* Short exercise *
Please find every line in the entries below that contains the string "lamp" and copy each of those lines out.

Object position labeling entries
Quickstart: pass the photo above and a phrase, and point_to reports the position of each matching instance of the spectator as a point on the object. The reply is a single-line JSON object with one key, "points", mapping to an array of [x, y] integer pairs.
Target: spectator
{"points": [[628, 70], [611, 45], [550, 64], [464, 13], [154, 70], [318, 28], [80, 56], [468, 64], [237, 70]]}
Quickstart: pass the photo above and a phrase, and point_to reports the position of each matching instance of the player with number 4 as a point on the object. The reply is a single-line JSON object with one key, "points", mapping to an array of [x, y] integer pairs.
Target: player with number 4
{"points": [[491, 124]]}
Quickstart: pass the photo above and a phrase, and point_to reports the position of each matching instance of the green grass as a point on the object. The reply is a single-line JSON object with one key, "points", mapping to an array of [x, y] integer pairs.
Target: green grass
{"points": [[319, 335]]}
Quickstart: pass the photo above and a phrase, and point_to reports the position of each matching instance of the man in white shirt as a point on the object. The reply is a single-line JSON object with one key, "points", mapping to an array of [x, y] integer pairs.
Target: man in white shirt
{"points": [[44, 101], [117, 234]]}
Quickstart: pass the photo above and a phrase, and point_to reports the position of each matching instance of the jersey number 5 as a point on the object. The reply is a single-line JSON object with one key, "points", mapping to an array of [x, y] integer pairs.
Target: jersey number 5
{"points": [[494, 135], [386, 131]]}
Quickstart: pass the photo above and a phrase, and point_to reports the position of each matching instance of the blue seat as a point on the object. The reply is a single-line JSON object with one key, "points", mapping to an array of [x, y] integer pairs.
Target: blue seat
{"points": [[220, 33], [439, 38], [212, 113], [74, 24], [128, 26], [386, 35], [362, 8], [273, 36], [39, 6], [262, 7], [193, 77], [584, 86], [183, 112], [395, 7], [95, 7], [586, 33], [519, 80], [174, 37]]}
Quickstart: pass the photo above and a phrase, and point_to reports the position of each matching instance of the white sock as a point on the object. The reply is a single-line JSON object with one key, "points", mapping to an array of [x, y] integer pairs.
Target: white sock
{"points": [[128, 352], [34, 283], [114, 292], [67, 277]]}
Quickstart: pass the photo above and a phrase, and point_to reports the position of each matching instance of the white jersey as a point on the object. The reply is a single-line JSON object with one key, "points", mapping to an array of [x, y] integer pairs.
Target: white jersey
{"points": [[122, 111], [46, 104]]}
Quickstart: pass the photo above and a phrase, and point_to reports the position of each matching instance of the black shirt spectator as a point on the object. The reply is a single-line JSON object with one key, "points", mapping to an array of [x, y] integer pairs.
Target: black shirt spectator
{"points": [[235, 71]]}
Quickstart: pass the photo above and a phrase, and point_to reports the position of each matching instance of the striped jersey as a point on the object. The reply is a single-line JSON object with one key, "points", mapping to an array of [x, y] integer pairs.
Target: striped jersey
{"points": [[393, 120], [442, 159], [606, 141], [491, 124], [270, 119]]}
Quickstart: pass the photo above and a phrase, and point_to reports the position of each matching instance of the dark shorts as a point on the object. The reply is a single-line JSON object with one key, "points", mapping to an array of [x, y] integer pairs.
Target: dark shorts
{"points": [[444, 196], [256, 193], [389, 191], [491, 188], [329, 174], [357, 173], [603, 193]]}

--

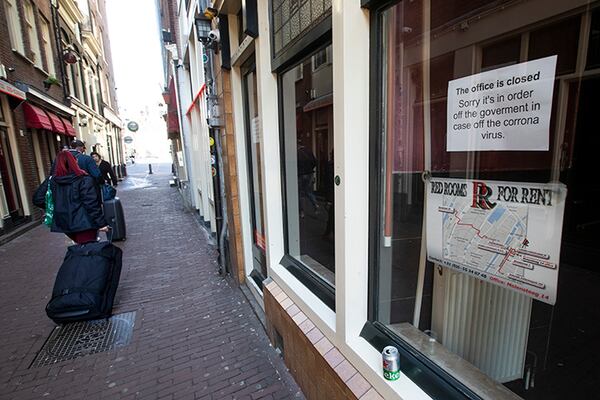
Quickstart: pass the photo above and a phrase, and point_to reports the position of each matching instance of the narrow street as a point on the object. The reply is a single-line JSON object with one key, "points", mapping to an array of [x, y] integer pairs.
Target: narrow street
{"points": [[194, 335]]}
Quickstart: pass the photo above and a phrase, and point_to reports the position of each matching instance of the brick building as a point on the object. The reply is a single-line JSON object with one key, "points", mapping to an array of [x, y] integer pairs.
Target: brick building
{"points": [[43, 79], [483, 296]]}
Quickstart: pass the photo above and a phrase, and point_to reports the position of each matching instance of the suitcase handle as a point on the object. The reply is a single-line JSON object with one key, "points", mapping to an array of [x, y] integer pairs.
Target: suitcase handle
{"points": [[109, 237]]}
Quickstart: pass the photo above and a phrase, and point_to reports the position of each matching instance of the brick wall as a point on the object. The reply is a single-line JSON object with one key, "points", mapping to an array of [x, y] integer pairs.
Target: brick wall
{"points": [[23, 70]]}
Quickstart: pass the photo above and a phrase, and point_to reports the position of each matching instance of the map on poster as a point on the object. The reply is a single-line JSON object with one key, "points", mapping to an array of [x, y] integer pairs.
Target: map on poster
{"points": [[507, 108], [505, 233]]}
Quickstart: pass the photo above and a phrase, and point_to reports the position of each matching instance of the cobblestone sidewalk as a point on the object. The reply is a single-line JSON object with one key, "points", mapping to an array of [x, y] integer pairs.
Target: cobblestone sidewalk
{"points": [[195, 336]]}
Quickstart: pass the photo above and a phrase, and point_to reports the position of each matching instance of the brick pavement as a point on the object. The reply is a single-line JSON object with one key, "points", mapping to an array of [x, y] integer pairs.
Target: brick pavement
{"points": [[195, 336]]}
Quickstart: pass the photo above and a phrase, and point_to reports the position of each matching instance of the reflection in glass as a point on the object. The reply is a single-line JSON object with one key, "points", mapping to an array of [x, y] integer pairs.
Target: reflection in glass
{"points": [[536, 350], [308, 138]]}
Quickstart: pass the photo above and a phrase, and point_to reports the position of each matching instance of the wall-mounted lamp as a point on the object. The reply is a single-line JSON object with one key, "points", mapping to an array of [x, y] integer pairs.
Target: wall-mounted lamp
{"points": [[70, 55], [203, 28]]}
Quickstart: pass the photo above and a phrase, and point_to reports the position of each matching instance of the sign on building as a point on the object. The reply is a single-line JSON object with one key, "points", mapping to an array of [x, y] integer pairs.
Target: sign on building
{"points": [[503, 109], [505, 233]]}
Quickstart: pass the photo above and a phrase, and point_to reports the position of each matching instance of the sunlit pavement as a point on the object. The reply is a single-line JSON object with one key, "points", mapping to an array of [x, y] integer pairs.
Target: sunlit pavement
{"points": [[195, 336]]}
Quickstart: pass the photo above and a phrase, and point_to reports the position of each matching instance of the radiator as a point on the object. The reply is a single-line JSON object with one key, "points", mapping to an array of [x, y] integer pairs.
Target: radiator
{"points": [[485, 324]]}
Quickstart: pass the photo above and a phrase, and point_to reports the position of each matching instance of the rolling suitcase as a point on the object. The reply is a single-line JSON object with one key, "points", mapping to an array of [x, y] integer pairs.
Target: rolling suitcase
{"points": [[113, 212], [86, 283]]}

* Answer to the problem *
Quickstart: pass the photo above and a phrase, and point_to reports the position of each matching instance of the wall-mounted lamp as a point on the object. The reply is a single-line JSON object with one key, "points", mapping to an array of [x, y] integer pairs.
Target: wall-mounted lamp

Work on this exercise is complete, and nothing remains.